§ **AIM 1**:
In the Selenium scraping question, which div ID does the poster say they need to reach?

[START OF QUOTED PASSAGE]

Search code examples
pythonseleniumxpathscreen-scraping

Cannot locate any parts of the body of an element with selenium for python


Life has been tough on me lately. I have tried to scrape a website (https://osf.io/preprints/discover?subject=bepress%7CSocial%20and%20Behavioral%20Sciences) with some of the HTML code below for a week now and have tried multiple things to get it to work. I need the div ID ember499 all the way at the bottom. This div is the one that contains the whole website, and if I cant access it, I cant scrape anything. There are 4 divs in the main body tag, MaxJax_Message, ember-bootstrap-wormhole, ember-basic-dropdown-wormhole and ember499 as seen below:


<body class="ember-application">
<div id="MathJax_Message" style="display: none;"></div>
    <noscript>
        <p>
        For full functionality of this site it is necessary to enable JavaScript.
        Here are
            <a href='https://www.enable-javascript.com/' target='_blank'> instructions for enabling JavaScript in your web browser</a>.
        </p>
    </noscript>

    <script> window.prerenderReady = false; </script>

    

    <script src="//cdnjs.cloudflare.com/ajax/libs/jquery/2.2.4/jquery.min.js"></script>
                    <script src="//cdnjs.cloudflare.com/ajax/libs/ember.js/2.18.0/ember.min.js"></script>

    <script>
        (function() {
            var encodedConfig = document.head.querySelector("meta[name$='/config/environment']").content;
            var config = JSON.parse(unescape(encodedConfig));
            var assetSuffix = config.ASSET_SUFFIX ? '-' + config.ASSET_SUFFIX : '';
            var origin = window.location.origin;
            window.isProviderDomain = !~config.OSF.url.indexOf(origin);
            var prefix = '/' + (window.isProviderDomain ? '' : 'preprints/') + 'assets/';
            [
                'vendor',
                'preprint-service'
            ].forEach(function (name) {
                var script = document.createElement('script');
                script.src = prefix + name + assetSuffix + '.js';
                script.async = false;
                document.body.appendChild(script);

                var link = document.createElement('link');
                link.rel = 'stylesheet';
                link.href = prefix + name + assetSuffix + '.css';
                document.head.appendChild(link);
            });
        })();
    </script><script src="/preprints/assets/vendor-f46d275519d6cf7078493fc4564ccd3c7dc419ed.js"></script><script src="/preprints/assets/preprint-service-f46d275519d6cf7078493fc4564ccd3c7dc419ed.js"></script>

    <script src="https://cdn.ravenjs.com/3.22.1/ember/raven.min.js"></script>
                    <script>
                        var encodedConfig = document.head.querySelector("meta[name$='/config/environment']").content;
                        var config = JSON.parse(unescape(encodedConfig));
                        if (config.sentryDSN) {
                            Raven.config(config.sentryDSN, config.sentryOptions || {}).install();
                        }
                    </script>

    <div id="ember-basic-dropdown-wormhole"></div>
<div id="ember-bootstrap-wormhole"></div>
  

<div id="ember499" class="ember-view">
<!---->

    <div id="ember538" class="__new-osf-navbar__b7554 ember-view"><div class="osf-nav-wrapper">
    <nav id="navbarScope" role="navigation" class="navbar navbar-inverse navbar-fixed-top">
        <div class="container">
            <div class="navbar-header">
                <a href="/" aria-label="Go home" class="navbar-brand">
                    <span class="osf-navbar-logo"></span>
                </a>

                <div class="service-name">
                    <a href="https://osf.io/preprints/">
                        <span class="hidden-xs"> OSF </span>

I have tried printing all of the divs that are contained in the main body for example:

wormhole = driver.find_element(By.CLASS_NAME, 'ember-application')

[END OF QUOTED PASSAGE]

§ **AIM 2**:
Copy the listing lines from the line that contains "of the forested" up to and including the line that contains "Target: forested hill".

[START OF SOURCE DATA]

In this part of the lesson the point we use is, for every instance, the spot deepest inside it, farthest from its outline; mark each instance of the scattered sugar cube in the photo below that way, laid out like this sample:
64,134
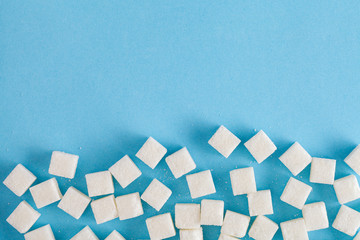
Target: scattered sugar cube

[END OF SOURCE DATA]
[START OF SOURCE DATA]

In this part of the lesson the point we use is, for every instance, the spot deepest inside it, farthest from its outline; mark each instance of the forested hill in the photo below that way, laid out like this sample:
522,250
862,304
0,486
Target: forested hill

[END OF SOURCE DATA]

§ **WRITTEN SOLUTION 1**:
ember499

§ **WRITTEN SOLUTION 2**:
In this part of the lesson the point we use is, for every instance, the spot deepest inside it, farthest from its outline; mark each instance of the forested hill in the photo below that way, laid out like this sample:
522,250
862,304
0,486
Target: forested hill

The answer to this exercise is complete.